What the exercise asks:
Please lay out the following lines of the records below as a numbered list, leaving out any blank lines: begin at the line that has "Guideline: for every instance of the metal" and stop after the line that has "Target: metal support column".

----- Record list -----

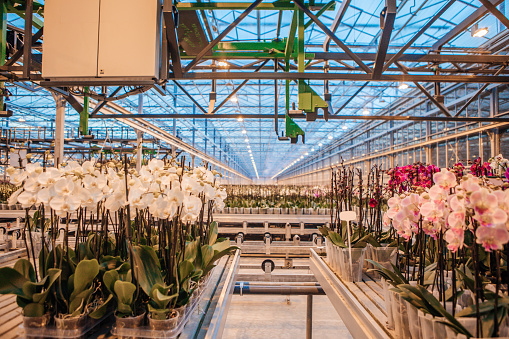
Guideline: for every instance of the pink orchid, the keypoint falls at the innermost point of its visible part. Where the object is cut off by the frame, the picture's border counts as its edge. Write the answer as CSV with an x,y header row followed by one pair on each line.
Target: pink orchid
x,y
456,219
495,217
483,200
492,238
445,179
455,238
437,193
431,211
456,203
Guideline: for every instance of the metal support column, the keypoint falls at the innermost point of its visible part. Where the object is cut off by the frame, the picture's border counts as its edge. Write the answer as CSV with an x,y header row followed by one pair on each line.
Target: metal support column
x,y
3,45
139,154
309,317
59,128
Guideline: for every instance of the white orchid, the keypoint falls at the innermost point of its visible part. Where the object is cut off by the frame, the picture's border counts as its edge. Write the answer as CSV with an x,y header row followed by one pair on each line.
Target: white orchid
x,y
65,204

-----
----- Record list -----

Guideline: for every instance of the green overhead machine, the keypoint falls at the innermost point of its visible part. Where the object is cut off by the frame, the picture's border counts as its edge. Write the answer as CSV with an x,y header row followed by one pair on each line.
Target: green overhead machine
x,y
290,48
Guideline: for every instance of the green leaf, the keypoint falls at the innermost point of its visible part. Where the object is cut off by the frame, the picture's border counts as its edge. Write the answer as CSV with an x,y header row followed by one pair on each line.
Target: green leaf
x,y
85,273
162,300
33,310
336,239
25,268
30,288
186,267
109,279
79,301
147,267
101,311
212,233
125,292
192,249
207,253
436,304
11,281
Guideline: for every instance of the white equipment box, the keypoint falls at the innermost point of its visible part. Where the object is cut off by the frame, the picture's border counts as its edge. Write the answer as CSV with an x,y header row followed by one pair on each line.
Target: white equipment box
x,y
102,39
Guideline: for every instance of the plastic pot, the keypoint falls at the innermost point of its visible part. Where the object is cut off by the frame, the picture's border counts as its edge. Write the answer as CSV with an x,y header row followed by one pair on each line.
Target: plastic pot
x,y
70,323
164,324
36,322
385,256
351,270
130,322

-----
----- Record list -----

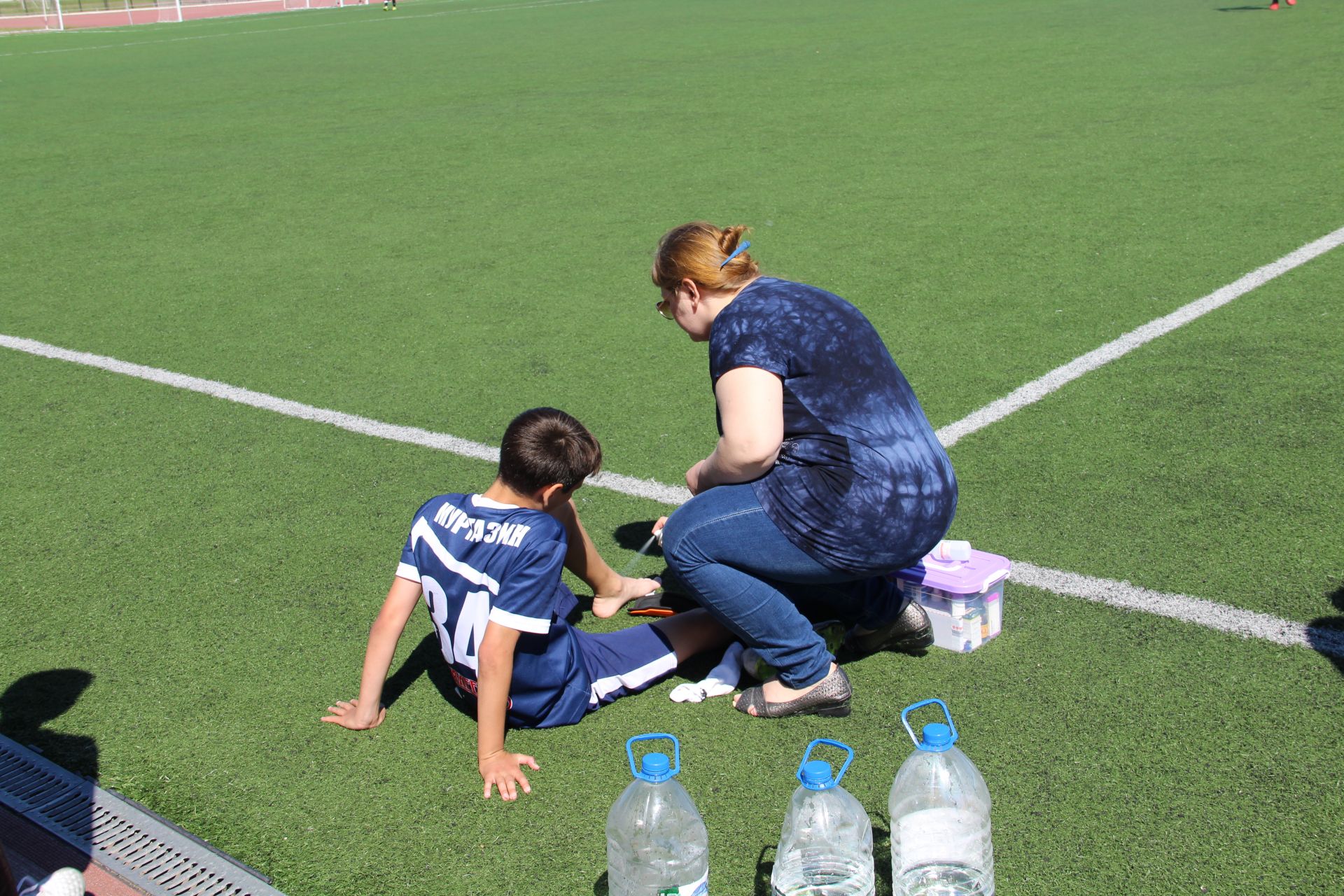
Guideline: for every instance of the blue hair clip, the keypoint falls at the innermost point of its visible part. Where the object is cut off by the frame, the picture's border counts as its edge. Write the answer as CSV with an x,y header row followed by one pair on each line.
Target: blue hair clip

-----

Task solution:
1. Guideline: for every instance of the metal support column, the keypoint falls at the innermost point of its visible part. Where the object is cut off by the frame, the picture's border counts as its edge. Write the answer as CSV with an x,y header row followed by one pair on each line.
2. Target: metal support column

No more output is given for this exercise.